Provided entries:
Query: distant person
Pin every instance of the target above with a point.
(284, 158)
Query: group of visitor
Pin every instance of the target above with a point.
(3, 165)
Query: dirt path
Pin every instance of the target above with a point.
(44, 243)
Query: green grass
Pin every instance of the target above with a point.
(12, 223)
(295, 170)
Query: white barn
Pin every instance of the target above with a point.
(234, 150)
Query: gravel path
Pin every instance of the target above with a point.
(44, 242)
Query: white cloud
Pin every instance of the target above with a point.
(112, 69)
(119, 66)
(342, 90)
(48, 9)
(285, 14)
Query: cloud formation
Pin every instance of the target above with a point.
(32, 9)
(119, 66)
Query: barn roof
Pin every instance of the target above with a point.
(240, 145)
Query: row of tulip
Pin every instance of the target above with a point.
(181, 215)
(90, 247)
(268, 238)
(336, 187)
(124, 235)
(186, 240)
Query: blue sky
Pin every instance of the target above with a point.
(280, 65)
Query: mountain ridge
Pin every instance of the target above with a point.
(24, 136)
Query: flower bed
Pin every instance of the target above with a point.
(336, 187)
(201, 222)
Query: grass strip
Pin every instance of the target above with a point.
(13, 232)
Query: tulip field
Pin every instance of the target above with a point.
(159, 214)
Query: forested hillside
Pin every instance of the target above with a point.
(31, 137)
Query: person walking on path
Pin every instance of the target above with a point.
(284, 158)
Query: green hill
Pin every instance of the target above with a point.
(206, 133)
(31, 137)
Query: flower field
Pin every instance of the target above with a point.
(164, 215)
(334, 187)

Instructions to follow: Return every record above. Copy each one exactly.

Output of the exercise:
Query: distant person
Pin every instance of the target above with a point.
(284, 158)
Query: group of visitor
Pin every instance of the target above with a point.
(3, 165)
Query: dirt path
Pin every instance of the target above with a point.
(44, 243)
Query: green grass
Pin every instance of the target above with a point.
(12, 223)
(295, 170)
Query: white barn
Pin every instance of the target above with a point.
(234, 150)
Query: gravel path
Pin every instance of the target above with a point.
(44, 242)
Query: white cloud
Pin every instance of the target above with a point.
(112, 69)
(119, 66)
(342, 90)
(48, 9)
(285, 14)
Query: cloud formation
Pin every instance of the target above with a point.
(32, 9)
(119, 66)
Query: barn roof
Pin every instance of the target above with a point.
(240, 145)
Query: row of tulip
Pin every instance of the target above with a point.
(181, 215)
(90, 247)
(268, 238)
(336, 187)
(124, 235)
(186, 240)
Query: blue sky
Pin every instance of the target above with a point.
(280, 65)
Query: mountain ridge
Pin every instance of the target above with a point.
(24, 136)
Query: flower bed
Pin every instance of the target above with a point.
(336, 187)
(201, 222)
Query: grass strip
Pin every instance of the target above with a point.
(13, 232)
Query: tulip field
Pin every instance of the target above with a point.
(159, 214)
Query: forested hillside
Pin every instance of the target above with a point.
(31, 137)
Query: person walking on path
Pin every instance of the target above with a point.
(284, 158)
Query: green hill
Pin every instance of the target above with a point.
(206, 133)
(31, 137)
Query: flower field
Pin every instance of the target above with a point.
(164, 215)
(334, 187)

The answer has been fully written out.